▸ Условие задания
Извлеките из исходного текста дословно всё, начиная со слов «С детских лет» и вплоть до слов «убегал из дому.».

▸ Исходный текст
*****

Здесь не тепло; но мысль о друге,
О страстном, пламенном певце,
Меня ужели не согреет?
Ужели жар не поалеет
На голубом моём лице?
Нет! над бумагой костенеет
Стихотворящая рука…
Итак, прощайте вы, пенаты
Сей братской, но не тёплой хаты,
Сего святого уголка,
Где сыну огненного Феба,
Любимцу, избраннику неба,
Не нужно дров, ни камелька,
Но где поэт обыкновенный,
Своим плащом не покровенный,
И с бедной музой бы замёрз…
Ну разве мог он приглашать к себе малознакомых людей? Его неуютная комната, их неустроенная квартира, вечные стычки с отцом… Он стыдился всего этого.
С детских лет его больно ранило равнодушие родителей. И, видно, годы разлуки — те, что провёл он в Лицее, — не пробудили в них нежности. А ему так хотелось душевного тепла. «Свободная, беспечная жизнь в кругу милого семейства; жизнь, которую я так люблю и которой никогда не наслаждался…»
Ольга восхищалась Петербургом.
Город необычайно красив. Поистине — Северная Пальмира.
— Ты пойди на Невский, — советовала она брату.— Нет, поезжай на набережную, на Адмиралтейский променад… Разве это Петербург? — она презрительно указывала в сторону окна, из которого виднелась их убогая Коломна. — Петербург там…
Восторги сестры были так красноречивы и заразительны, что Пушкин, смеясь, называл её Иоанном Златоустом и обещал незамедлительно обегать весь город. Ему и самому не терпелось поскорей увидеть всё. Его тянуло на улицы, к людям. Каждый день поутру он убегал из дому.

*****

▸ Исходные данные

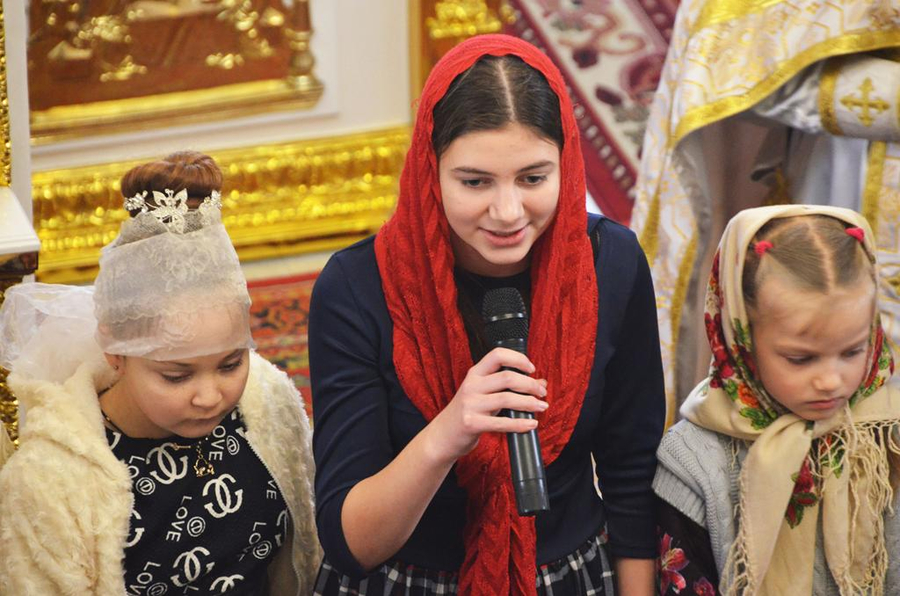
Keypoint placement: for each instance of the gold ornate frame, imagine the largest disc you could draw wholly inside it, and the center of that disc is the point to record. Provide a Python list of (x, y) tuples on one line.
[(279, 199)]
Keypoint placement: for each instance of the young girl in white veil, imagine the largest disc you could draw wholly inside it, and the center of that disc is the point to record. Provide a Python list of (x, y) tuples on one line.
[(158, 451)]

*****

▸ Результат задания
С детских лет его больно ранило равнодушие родителей. И, видно, годы разлуки — те, что провёл он в Лицее, — не пробудили в них нежности. А ему так хотелось душевного тепла. «Свободная, беспечная жизнь в кругу милого семейства; жизнь, которую я так люблю и которой никогда не наслаждался…»
Ольга восхищалась Петербургом.
Город необычайно красив. Поистине — Северная Пальмира.
— Ты пойди на Невский, — советовала она брату.— Нет, поезжай на набережную, на Адмиралтейский променад… Разве это Петербург? — она презрительно указывала в сторону окна, из которого виднелась их убогая Коломна. — Петербург там…
Восторги сестры были так красноречивы и заразительны, что Пушкин, смеясь, называл её Иоанном Златоустом и обещал незамедлительно обегать весь город. Ему и самому не терпелось поскорей увидеть всё. Его тянуло на улицы, к людям. Каждый день поутру он убегал из дому.